Each line of the data needs to be transcribed exactly.

Supplied information: Begin

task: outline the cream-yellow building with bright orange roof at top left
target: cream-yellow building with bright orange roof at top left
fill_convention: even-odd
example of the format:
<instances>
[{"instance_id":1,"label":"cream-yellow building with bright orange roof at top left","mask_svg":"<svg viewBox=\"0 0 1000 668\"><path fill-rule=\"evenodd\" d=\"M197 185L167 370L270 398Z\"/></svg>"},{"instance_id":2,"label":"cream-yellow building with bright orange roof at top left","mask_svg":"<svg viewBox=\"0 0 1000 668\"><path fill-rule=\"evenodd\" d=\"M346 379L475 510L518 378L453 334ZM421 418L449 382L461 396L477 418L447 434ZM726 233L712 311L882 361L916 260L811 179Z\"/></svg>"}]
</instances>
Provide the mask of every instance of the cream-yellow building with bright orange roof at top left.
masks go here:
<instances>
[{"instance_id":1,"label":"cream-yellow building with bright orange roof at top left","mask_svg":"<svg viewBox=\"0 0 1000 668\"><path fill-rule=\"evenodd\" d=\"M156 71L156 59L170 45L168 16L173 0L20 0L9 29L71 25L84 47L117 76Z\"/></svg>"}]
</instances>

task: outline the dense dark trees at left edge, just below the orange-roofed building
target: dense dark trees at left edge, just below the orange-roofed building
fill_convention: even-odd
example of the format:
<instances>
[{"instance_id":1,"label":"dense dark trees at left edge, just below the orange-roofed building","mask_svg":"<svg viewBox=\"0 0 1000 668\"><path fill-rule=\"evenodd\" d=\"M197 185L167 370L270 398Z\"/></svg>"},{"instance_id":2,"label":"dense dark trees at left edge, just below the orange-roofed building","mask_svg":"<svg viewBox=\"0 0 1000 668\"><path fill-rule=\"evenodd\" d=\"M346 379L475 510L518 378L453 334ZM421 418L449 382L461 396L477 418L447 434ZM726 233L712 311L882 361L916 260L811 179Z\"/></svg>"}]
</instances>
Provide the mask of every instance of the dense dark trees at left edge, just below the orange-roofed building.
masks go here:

Supplied information: End

» **Completed exercise**:
task: outline the cream-yellow building with bright orange roof at top left
target: cream-yellow building with bright orange roof at top left
fill_convention: even-odd
example of the format:
<instances>
[{"instance_id":1,"label":"cream-yellow building with bright orange roof at top left","mask_svg":"<svg viewBox=\"0 0 1000 668\"><path fill-rule=\"evenodd\" d=\"M197 185L167 370L270 398Z\"/></svg>"},{"instance_id":2,"label":"cream-yellow building with bright orange roof at top left","mask_svg":"<svg viewBox=\"0 0 1000 668\"><path fill-rule=\"evenodd\" d=\"M346 379L475 510L518 378L453 334ZM421 418L449 382L461 396L477 418L447 434ZM726 233L712 311L882 361L916 260L811 179Z\"/></svg>"}]
</instances>
Provide the mask of every instance of the cream-yellow building with bright orange roof at top left.
masks go here:
<instances>
[{"instance_id":1,"label":"cream-yellow building with bright orange roof at top left","mask_svg":"<svg viewBox=\"0 0 1000 668\"><path fill-rule=\"evenodd\" d=\"M156 71L156 59L170 45L168 16L173 0L20 0L9 29L71 25L84 47L117 76Z\"/></svg>"}]
</instances>

task: outline the dense dark trees at left edge, just below the orange-roofed building
target: dense dark trees at left edge, just below the orange-roofed building
fill_convention: even-odd
example of the format:
<instances>
[{"instance_id":1,"label":"dense dark trees at left edge, just below the orange-roofed building","mask_svg":"<svg viewBox=\"0 0 1000 668\"><path fill-rule=\"evenodd\" d=\"M197 185L167 370L270 398Z\"/></svg>"},{"instance_id":2,"label":"dense dark trees at left edge, just below the orange-roofed building","mask_svg":"<svg viewBox=\"0 0 1000 668\"><path fill-rule=\"evenodd\" d=\"M346 379L475 510L518 378L453 334ZM421 418L449 382L461 396L477 418L447 434ZM726 233L712 311L882 361L916 260L811 179Z\"/></svg>"}]
</instances>
Provide the mask of every instance of the dense dark trees at left edge, just below the orange-roofed building.
masks go here:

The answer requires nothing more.